Source:
First, let me preface this by saying these are simply my opinions and how I do things. By no means am I saying any of this is “law” and I am in no way a pro at anything. There’s lots of ways to skin a cat. This is just my way and my ideas based on what works for me, but I think it can be helpful for those of you just getting started recording acoustic drums with mediocre equipment and rooms. For the purpose of this long-winded ramble, I’m gonna assume you can play halfway decently, your kit is in a less-than-ideal room, and you have the capability to record at least 4 tracks at once.

You don’t need to have thousands of dollars worth of mics and a pro sounding room to record acoustic drums successfully at home. Sure, that stuff is super nice, but for most of us modest home-recorders, our drums are set up where we have room for them, and we use the mics we have or can get relatively cheaply. But, there are 2 things that should be done without fail. I know I said none of this would be “law”, but these 2 things are as follows:

Have a plan!

(Named object pointing entries)
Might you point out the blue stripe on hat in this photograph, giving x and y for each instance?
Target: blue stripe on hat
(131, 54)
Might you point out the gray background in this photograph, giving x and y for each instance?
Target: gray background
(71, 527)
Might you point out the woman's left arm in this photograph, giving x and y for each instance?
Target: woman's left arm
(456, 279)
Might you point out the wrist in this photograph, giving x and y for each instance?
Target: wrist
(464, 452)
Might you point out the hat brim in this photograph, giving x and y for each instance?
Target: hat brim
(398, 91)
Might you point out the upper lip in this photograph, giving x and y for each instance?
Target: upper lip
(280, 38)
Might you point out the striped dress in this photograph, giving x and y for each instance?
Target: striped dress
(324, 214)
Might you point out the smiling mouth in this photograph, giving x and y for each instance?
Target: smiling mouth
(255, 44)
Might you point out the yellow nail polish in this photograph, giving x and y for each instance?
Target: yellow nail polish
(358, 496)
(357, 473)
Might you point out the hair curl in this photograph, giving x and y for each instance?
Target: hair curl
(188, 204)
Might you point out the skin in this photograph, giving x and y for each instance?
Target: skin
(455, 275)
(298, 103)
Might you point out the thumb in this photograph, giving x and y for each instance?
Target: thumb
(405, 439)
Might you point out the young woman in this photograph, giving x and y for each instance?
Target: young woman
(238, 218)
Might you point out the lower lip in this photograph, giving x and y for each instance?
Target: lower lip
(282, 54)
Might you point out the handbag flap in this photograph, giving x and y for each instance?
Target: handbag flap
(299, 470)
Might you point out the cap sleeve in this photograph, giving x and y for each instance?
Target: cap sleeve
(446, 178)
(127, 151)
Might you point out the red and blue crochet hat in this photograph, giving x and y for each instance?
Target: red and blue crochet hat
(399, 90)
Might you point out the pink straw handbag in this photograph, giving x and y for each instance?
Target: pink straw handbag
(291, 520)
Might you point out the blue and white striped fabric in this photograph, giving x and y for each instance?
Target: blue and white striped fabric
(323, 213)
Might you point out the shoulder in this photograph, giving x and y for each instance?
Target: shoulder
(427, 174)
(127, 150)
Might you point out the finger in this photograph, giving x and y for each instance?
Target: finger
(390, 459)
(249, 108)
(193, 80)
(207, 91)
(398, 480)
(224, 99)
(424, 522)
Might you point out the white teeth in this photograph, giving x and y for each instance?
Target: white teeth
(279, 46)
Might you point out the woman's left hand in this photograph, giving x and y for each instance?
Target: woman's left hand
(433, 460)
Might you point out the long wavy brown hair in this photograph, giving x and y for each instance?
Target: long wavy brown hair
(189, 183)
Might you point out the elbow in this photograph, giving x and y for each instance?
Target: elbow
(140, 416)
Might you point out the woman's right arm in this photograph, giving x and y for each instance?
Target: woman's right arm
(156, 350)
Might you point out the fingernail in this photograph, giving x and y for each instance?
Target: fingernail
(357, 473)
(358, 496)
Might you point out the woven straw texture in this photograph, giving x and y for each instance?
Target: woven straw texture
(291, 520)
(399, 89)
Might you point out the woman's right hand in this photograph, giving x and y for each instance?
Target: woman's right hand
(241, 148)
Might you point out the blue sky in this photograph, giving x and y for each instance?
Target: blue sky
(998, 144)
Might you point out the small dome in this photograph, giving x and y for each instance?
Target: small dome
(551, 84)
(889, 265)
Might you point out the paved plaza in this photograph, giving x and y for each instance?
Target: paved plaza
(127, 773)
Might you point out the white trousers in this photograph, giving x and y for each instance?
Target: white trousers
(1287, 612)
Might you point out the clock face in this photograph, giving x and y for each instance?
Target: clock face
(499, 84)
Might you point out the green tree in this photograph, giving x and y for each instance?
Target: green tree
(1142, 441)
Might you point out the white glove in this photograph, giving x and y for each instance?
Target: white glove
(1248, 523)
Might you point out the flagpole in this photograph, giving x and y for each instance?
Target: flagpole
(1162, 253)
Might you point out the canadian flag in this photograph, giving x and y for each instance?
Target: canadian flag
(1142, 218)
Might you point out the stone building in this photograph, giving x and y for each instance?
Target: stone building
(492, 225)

Set exercise:
Please state how many tracks at once the text on home drum recording assumes the reader can record. The records are separate material and have no connection to the text on drum recording.

Solution for this problem:
At least 4 tracks at once.